** Opening SELECTED EXTRACT block **

There are plenty of sources to tell you more about pit fiends, in particular F. Wesley Schneider’s Princes
of Darkness for Pathfinder and Tyrants
of the Nine Hells by Robin D. Laws and Robert J. Schwalb for 3.5. And that doesn’t even touch the years
of Manuals of the Planes and
Planescape supplements.
Instead, I want to talk to you about the psychology of pit fiends. Imagine this: After being incarnated as
a devil—sometimes as low as a base lemure or even one of the damned, you have
risen through the ranks of devilkind.
Along the way you have had to endure and overcome (not to mention simply
survive) gruesome tortures, deadly environments, appalling overseers,
backstabbing peers, duplicitous underlings, and perhaps even the summons of
impudent mortal fleshlings. Even
the act of promotion is a torment—an excruciating metamorphosis that changes
your very morphology, character, and outlook, and which takes you out of the
action (and thus out of influence and power) for up to centuries.
Yet finally, you’ve made it. You are a pit fiend.
You are on top. A
master. The master.
Only. Only
you’re not.
Your underlings want to stand where you do, just as you once
envied and aimed for your superiors.

** Closing SELECTED EXTRACT block **
** Opening DATASET CONTENT block **

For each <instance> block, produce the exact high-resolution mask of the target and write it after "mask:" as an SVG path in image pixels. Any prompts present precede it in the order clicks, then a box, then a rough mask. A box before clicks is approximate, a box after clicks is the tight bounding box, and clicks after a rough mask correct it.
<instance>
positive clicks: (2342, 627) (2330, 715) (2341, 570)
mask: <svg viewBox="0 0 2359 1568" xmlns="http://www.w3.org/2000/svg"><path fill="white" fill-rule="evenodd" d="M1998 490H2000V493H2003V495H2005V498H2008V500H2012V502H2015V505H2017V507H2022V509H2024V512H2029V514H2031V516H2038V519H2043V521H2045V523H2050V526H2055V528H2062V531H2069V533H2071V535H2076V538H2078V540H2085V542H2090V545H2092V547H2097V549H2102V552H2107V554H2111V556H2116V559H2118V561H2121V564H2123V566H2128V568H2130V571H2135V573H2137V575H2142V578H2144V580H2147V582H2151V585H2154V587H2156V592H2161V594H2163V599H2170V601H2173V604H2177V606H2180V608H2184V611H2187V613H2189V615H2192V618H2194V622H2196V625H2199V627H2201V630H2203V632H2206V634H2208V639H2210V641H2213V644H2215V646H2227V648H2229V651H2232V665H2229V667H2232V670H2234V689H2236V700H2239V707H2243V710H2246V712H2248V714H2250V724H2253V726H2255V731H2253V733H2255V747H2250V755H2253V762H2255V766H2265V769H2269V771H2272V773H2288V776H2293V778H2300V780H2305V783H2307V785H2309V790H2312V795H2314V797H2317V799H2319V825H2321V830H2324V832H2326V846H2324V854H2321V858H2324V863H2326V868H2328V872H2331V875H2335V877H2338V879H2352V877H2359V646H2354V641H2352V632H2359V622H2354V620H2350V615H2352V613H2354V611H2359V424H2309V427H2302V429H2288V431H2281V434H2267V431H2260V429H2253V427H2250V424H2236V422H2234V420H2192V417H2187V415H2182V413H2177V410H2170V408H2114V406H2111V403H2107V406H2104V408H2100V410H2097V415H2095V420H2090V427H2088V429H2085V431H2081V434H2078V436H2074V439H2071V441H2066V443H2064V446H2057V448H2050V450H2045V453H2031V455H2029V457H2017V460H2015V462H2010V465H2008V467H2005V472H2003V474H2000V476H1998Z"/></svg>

** Closing DATASET CONTENT block **

- [ACTIVITY] Return the part of the pit fiend text above that starts with "There are plenty" and goes on through "Planescape supplements.", copied word for word.

- [THE COMPLETED TASK]
There are plenty of sources to tell you more about pit fiends, in particular F. Wesley Schneider’s Princes
of Darkness for Pathfinder and Tyrants
of the Nine Hells by Robin D. Laws and Robert J. Schwalb for 3.5. And that doesn’t even touch the years
of Manuals of the Planes and
Planescape supplements.